* [Task set]:
**a)** In the text on Star Trek, what year did the show's first episode air?
**b)** Proceed with the text on Star Trek, picking up after its final sentence.

* [Extract provided]:
Star Trek Picard and the Road Not Taken
This is not about escapism.
This is not about escapism because, at its best, Star Trek wasn’t really offering escapism. It was a show that explored the issues of the present using a framework of a bright, optimistic future — a future where we had solved the major social problems of our day, and in which there was a place of dignity and respect for everybody, no matter who they may be.
When we tend to think of the future as depicted in Star Trek, what we usually think of is the future from Star Trek: The Next Generation — a post-scarcity utopia in which we had grown beyond the need for money, and anything could be acquired through the nearest replicator of sufficient size. But, the future of the original series was not a post-scarcity utopia — humanity had solved the interpersonal problems holding us back from the stars, but still had money and capitalism, as well as mining colonies and even famines. At the edges of explored space where the Enterprise often travelled, Federation control was often more of an idea than a reality, leaving room for rogues like Harry Mudd to ply their trade. Interstellar politics could be difficult and complex, and the Federation had its share of obstructive and petty bureaucrats.
This was a vision of a positive future borne out of one of the darkest periods of the 20th century in American history. When the first episode of Star Trek aired in 1966, it had only been 4 years since the world had come within hours of a nuclear war. Every day, Americans were being drafted to fight in the jungles of Vietnam, which appeared to be a never-ending quagmire. The year before the show aired, peaceful Civil Rights marchers from Selma to Montgomery had been brutally beaten by Alabama police on live television. Topping it off, every American knew that a nuclear war could break out at any time, leaving less than half an hour’s warning before the bombs fell. For the American viewer in 1966, it must have seemed that the question was not how long it would take for civilization to solve these problems, but whether civilization had a future at all.
The answer that Star Trek provided was a positive “yes!,” made all the more powerful by the fact that this was a message that every viewer really needed to hear. But this was not a vision of the future that promised that the worst was behind us — in fact, it promised worse days to come, hinted at with the Eugenics Wars of the 1990s in “Space Seed.” But, Star Trek assured, humanity would survive this, and every other catastrophe along the way. And in the end, it would be the better angels of our nature that would triumph, and not the darkness that everybody carries in their souls.

Data excerpts:
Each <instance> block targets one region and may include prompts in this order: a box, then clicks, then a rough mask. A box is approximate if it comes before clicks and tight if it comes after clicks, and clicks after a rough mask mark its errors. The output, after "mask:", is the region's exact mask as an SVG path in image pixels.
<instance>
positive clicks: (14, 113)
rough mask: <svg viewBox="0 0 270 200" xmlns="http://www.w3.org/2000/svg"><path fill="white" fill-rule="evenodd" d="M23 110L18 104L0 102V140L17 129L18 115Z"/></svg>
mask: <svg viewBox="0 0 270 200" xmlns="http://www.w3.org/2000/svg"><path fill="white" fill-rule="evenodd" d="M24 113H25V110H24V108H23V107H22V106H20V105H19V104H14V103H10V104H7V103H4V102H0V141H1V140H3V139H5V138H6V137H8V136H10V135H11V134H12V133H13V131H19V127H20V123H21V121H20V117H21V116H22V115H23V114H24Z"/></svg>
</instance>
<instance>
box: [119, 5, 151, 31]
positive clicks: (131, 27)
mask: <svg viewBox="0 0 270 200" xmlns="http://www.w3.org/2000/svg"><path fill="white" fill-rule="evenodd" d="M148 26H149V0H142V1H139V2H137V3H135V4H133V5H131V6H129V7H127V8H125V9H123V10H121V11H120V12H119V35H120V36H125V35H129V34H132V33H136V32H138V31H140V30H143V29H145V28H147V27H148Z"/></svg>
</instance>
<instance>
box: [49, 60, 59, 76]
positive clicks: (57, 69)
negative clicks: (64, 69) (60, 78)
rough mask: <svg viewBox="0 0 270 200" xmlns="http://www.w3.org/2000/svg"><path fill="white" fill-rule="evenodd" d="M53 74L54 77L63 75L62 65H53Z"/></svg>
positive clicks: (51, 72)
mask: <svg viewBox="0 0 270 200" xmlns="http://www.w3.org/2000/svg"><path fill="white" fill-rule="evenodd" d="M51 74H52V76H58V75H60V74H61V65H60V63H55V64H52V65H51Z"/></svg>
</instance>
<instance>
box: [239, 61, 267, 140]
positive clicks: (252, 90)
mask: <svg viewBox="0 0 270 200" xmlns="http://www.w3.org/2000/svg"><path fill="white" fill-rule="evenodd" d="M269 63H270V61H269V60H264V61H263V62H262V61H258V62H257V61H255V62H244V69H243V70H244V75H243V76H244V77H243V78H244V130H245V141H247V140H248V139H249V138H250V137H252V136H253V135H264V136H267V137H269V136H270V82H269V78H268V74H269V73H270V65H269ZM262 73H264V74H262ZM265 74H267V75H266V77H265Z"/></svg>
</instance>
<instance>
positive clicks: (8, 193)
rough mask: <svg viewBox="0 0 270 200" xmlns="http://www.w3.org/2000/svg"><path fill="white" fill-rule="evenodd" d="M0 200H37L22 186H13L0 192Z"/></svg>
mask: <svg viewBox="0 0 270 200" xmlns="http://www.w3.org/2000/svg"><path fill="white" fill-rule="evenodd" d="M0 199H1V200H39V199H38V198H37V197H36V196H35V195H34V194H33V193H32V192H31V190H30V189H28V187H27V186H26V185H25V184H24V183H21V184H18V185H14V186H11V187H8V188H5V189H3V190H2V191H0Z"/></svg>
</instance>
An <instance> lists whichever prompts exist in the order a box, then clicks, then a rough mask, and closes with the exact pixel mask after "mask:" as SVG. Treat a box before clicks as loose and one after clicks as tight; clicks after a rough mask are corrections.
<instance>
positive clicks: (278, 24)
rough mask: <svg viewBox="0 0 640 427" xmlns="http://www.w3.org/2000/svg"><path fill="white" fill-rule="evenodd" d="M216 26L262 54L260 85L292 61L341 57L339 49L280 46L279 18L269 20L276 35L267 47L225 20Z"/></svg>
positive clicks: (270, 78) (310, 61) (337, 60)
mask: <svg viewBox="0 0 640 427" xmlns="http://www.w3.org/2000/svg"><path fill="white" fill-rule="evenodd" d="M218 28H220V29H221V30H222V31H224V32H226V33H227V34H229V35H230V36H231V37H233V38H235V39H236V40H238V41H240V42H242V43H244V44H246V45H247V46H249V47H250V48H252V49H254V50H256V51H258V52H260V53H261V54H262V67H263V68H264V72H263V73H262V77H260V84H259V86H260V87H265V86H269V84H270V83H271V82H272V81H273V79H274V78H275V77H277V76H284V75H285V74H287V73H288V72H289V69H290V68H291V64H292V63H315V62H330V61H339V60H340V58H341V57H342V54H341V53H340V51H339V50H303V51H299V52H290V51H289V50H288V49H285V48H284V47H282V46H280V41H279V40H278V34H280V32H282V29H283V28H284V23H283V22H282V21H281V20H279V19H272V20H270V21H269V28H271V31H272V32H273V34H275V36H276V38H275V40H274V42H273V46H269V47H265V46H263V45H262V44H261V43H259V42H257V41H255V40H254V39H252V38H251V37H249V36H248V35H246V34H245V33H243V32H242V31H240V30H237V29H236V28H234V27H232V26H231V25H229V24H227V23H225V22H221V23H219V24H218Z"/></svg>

* [Responses by item number]:
**a)** 1966

**b)**
The brilliance of this approach is perhaps best appreciated in hindsight. Star Trek never shied away from exploring the issues of its present, but most of this was done through proxy, using alien cultures who just happened to have similar problems. By abstracting these issues, Star Trek gave them a universality that they would not have otherwise had. The exploration of racism in an episode such as “Let That Be Your Last Battlefield,” which in current American society was politically charged and associated with the Civil Rights Movement, could be appreciated by anybody, regardless of where in the world they lived or what side of the political divide they occupied. The future setting in which these explorations were set assured the viewer that, no matter what, these issues were solvable, even if we didn’t yet know the solution.
This is not to say that Star Trek did not occasionally have its characters venture into the world of the 1960s — this happened twice in the original series. But these were both relatively lightweight episodes (the second, “Assignment Earth,” was an attempted backdoor pilot for a spin-off show that never got off the ground). Time travel was used to carry a more issue heavy episode in Harlan Ellison’s “The City on the Edge of Forever,” but there the characters were sent to the 1930s. The show generally left exploration of major social issues in the abstract.
And this brings us to Star Trek Picard, and the decision to place the action of its second season in the Los Angeles of 2024.
Although some might complain that the darkening of the setting presented in the first season of Picard is an abandonment of the optimistic future, in many ways it was a return to form, bringing the setting back into line with the more nuanced and less utopian setting of the original series. Humanity has still solved its major problems, but it is facing very difficult challenges in terms of interstellar politics that are without easy or clear solutions. The synth storyline reflects modern issues with the rise of AI and how we will interact with it. The negative changes to Starfleet are revealed to be the result of infiltration and interference from Romulan intelligence, reflecting modern information warfare. The Syrian refugee crisis was abstracted into the Romulan refugee communities, rendering it universal in the best traditions of the original series — anybody could connect with the plight of the Romulans, or even see themselves in their shoes. And, the show allowed Picard to become old, and experience what it is like to be left behind after the torch has been passed to the next generation, as almost all of us will. The season had its problems, but what it attempted to explore, it explored pretty well, and in a manner that just about anybody could connect with, regardless of who they are or where they lived.
All of this has been discarded in Picard season 2.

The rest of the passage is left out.